:: Document excerpt ::

In the midst of those sad moments when even my wife was distressed by our situation, I reassured her that not only were we going to stay, we were going to make it and we will do well.  I did not base it on any concrete guarantee or reassurance but  knew we had  to do the best we could and I had to work the hardest like I've never had before so no other Christmas like that ever happened again. Those sad moments made me discard every negative thought and held onto everything that was right about our decision to come here.  I held on to every word the Vice Consul said at the U.S. Embassy in Manila when we were interviewed early that year. He said we were a family America would welcome and he knew we would do well. If he had faith in us then I saw no reason why we couldn't believe that ourselves.  Those sad moments on that December night did matter a lot more than any happy ones before and even later. Every sad moment then and later had purpose.

Fast forward to today from that December forty three years ago, I am happy to say that  not only did we do all right we've achieved many-times-fold whatever were our expectations  of the decision we made to come and settle here. So, even now that we are so blessed and happily living the dream, it was the saddest moments I often remember, to remind me of the fortunes we've had that countless others somewhere out there at this very moment are dreaming and seeking to have.

Remember that looking back at the last year of 2023 about to close and looking into the New Year of 2024, think not so much of just the happy days. The sad moments that come to visit with us will leave lasting memories, whether we like them or not, so we might as well make use of them because like carbon atoms that nobody wants to have are what are added to iron to make steel. 

There are no sadder moments than a diagnosis we never anticipated could happen to us or a loved one; a relationship about to unravel; unforeseen major expenses; even fears we daily feel beyond our control, and so many others we'd rather they do not become moments added to our life's story.

When my wife was diagnosed with Parkinson's last year, it was naturally devastating for both of us. But I sought to peek behind the curtain of sadness and despair and saw many brighter moments. I did not know until then the untold capacities of love; I just realized what it is like to really care for someone.  I did not know, for example, that doing the groceries, cooking, and even loading the dishwasher the way she prefers, and loading and emptying the clothes dryer (she still prefers to load the clothes washer herself), are chores I will do routinely and willingly with nary a moment to ask why.

:::

Brief A:
List the household chores that the essay on sad moments says the writer now does routinely and willingly.
Brief B:
Write the next part of the essay on sad moments, picking up after its last sentence.

:: The data ::

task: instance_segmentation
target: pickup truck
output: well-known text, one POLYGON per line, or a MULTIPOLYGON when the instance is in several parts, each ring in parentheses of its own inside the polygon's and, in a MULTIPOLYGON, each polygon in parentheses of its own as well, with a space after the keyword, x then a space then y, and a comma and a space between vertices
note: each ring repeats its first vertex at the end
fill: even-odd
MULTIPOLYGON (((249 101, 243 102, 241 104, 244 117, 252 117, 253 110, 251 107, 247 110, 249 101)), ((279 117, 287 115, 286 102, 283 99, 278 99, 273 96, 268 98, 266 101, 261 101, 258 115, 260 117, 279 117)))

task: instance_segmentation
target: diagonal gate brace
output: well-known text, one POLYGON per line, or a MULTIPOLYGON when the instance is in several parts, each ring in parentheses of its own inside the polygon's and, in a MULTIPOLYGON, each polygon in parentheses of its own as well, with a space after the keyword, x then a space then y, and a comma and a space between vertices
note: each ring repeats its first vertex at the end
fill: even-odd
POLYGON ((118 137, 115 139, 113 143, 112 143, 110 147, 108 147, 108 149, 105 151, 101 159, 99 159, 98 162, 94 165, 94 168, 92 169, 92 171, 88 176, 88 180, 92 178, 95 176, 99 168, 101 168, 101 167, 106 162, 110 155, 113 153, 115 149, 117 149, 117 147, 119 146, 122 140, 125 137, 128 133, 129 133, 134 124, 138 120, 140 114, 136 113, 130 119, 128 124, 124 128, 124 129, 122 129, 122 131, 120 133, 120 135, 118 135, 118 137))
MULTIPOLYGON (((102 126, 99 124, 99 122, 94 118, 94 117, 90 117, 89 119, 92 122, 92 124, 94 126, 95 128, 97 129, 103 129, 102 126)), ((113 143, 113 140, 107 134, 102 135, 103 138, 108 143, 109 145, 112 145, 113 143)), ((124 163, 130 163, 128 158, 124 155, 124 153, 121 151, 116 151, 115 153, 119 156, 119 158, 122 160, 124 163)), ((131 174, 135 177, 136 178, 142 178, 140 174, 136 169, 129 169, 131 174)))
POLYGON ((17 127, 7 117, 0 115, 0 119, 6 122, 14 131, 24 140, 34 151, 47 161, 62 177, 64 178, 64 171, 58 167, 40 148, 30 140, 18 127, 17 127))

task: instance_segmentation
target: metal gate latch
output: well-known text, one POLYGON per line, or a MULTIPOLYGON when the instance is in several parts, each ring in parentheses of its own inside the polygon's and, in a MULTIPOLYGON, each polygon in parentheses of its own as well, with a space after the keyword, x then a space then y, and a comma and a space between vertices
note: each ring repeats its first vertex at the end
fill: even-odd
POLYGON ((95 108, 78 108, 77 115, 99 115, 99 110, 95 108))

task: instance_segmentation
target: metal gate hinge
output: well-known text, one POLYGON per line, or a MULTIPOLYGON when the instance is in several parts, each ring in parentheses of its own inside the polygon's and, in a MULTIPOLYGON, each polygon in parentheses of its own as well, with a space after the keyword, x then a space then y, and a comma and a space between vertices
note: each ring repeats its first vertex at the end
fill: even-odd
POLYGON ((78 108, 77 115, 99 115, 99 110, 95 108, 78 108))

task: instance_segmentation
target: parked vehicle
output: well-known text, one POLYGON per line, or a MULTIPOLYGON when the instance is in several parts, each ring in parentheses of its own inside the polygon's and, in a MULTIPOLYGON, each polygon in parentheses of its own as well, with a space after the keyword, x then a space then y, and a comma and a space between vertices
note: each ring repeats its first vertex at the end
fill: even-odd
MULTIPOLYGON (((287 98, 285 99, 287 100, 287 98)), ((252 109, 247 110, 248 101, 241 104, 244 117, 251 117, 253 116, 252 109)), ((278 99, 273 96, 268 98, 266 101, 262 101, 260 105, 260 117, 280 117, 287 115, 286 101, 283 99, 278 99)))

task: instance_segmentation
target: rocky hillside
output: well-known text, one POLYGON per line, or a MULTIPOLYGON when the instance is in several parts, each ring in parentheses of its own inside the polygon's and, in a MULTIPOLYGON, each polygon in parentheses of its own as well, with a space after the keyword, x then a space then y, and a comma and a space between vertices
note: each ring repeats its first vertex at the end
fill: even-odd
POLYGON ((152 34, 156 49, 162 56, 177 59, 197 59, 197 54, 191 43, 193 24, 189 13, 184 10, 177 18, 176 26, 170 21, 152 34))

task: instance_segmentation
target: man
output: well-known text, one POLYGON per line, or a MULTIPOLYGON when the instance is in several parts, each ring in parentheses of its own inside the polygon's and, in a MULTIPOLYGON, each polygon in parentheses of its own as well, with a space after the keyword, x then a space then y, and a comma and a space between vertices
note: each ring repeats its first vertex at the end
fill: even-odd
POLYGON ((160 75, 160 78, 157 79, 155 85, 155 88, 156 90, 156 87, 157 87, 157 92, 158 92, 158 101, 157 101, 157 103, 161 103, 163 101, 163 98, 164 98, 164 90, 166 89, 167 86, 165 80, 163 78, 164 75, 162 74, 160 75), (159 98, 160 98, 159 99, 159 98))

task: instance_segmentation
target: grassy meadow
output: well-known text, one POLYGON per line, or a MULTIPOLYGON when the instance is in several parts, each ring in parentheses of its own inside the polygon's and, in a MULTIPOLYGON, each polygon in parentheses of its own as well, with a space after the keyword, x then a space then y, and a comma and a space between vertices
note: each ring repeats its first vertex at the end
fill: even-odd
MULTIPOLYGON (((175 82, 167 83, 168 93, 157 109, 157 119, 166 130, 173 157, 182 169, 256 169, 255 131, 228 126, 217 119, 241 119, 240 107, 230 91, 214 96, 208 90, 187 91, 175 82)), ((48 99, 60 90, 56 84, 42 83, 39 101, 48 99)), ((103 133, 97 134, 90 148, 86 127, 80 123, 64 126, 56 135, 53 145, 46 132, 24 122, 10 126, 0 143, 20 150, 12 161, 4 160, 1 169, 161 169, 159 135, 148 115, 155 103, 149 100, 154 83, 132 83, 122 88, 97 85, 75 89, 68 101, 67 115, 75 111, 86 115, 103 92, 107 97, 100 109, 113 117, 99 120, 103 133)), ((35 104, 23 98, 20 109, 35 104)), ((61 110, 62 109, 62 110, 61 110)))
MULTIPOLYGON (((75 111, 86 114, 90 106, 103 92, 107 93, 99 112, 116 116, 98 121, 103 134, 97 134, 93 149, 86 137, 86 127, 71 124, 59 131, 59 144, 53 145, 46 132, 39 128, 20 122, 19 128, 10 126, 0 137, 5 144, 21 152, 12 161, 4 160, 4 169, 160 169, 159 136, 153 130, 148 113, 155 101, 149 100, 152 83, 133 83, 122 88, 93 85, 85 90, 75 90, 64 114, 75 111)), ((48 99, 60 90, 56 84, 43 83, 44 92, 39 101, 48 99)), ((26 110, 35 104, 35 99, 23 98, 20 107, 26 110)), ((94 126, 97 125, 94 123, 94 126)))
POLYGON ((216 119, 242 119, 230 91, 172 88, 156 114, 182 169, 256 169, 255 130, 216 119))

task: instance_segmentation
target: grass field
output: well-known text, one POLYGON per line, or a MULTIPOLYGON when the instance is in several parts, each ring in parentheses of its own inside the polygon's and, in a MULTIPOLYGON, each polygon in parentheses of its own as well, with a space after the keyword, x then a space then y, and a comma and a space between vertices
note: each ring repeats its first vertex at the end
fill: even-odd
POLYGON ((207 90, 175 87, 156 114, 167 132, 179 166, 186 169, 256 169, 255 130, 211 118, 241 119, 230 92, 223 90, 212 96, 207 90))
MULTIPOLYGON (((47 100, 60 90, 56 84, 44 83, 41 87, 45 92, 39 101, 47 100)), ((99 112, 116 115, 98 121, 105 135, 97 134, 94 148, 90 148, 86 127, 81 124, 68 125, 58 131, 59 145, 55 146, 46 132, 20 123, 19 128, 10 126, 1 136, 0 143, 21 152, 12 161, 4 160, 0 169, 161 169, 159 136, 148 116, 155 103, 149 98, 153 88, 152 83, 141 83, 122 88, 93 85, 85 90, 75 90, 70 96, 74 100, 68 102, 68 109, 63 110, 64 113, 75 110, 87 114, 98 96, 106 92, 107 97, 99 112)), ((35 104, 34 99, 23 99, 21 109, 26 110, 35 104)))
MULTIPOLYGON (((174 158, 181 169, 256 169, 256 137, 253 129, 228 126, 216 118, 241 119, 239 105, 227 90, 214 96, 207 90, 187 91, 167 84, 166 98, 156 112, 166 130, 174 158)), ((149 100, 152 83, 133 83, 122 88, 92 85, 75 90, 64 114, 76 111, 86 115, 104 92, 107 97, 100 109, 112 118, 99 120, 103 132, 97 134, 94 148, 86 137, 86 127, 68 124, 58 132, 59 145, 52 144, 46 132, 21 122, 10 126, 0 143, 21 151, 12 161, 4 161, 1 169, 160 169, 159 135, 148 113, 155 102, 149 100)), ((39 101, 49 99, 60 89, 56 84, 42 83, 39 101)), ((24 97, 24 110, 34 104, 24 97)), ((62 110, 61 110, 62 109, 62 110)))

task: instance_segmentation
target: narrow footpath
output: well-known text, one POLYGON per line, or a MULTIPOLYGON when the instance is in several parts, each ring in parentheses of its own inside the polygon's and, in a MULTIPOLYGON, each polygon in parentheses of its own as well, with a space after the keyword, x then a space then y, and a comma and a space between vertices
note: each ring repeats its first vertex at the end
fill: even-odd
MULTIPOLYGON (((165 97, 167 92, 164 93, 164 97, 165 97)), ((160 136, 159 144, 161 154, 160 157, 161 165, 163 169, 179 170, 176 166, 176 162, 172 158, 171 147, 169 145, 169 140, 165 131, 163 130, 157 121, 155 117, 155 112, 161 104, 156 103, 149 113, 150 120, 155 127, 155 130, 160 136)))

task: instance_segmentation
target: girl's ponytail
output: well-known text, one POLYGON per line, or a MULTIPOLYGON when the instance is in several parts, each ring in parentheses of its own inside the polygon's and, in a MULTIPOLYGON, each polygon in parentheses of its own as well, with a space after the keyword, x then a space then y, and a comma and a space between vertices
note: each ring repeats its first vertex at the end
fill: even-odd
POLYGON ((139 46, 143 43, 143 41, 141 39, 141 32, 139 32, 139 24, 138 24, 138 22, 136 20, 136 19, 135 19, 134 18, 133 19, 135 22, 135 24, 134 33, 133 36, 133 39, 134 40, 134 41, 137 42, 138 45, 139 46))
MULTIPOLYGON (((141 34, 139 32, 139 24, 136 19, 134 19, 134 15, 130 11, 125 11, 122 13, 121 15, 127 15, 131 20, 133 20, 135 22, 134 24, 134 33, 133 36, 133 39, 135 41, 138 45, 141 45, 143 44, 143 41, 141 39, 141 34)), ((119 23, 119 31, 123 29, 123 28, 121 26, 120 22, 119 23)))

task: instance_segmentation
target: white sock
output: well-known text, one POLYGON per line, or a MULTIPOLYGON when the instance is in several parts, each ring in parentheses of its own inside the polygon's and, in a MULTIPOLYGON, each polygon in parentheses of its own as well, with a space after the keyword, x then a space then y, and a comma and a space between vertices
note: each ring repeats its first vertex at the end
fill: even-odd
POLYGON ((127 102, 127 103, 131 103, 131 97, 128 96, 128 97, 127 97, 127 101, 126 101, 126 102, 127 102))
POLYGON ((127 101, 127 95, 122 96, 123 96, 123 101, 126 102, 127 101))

:::

Exercise answer A:
doing the groceries
cooking
loading the dishwasher the way she prefers
loading and emptying the clothes dryer

Exercise answer B:
I tell my wife that we do not question why  Parkinson's came upon her. Instead we need to answer the question: Are we both capable of dealing with it, recognizing we've had the strength all along to sail  half way from the other side of the world to begin a new life and do well. We had the benefit of having lived one life in one world, only to begin again in another - a new world with far more opportunities and advances in medical care and nutrition.  These thoughts alone are enough to keep the torch of hope lit up with a steady flame to ward off the darkness.  

We do not know to what depths our love and care will go toward another until we go down to as low as we can to measure it.  It is by measuring to see what we are capable of which will soon make us realize we can do it.

“THERE ARE MOMENTS WHEN I WISH I COULD ROLL BACK THE CLOCK AND TAKE ALL THE SADNESS AWAY, BUT I HAVE THE 

FEELING THAT IF I DID, THE JOY WOULD BE GONE AS WELL.” 


--NICHOLAS SPARKS


Exactly, because we will only know and recognize what joy is, once we've familiarized ourselves with what sadness looks like. 

With the coming Holidays about to unfurl, let us believe  only in days of good tidings, and let us not focus on worrying about what unwanted moments will intrude, for we've had enough of those already, at this point in our lives, to have inoculated us with an impenetrable shield.

Enjoy the Holidays! Be safe and care for those close to you.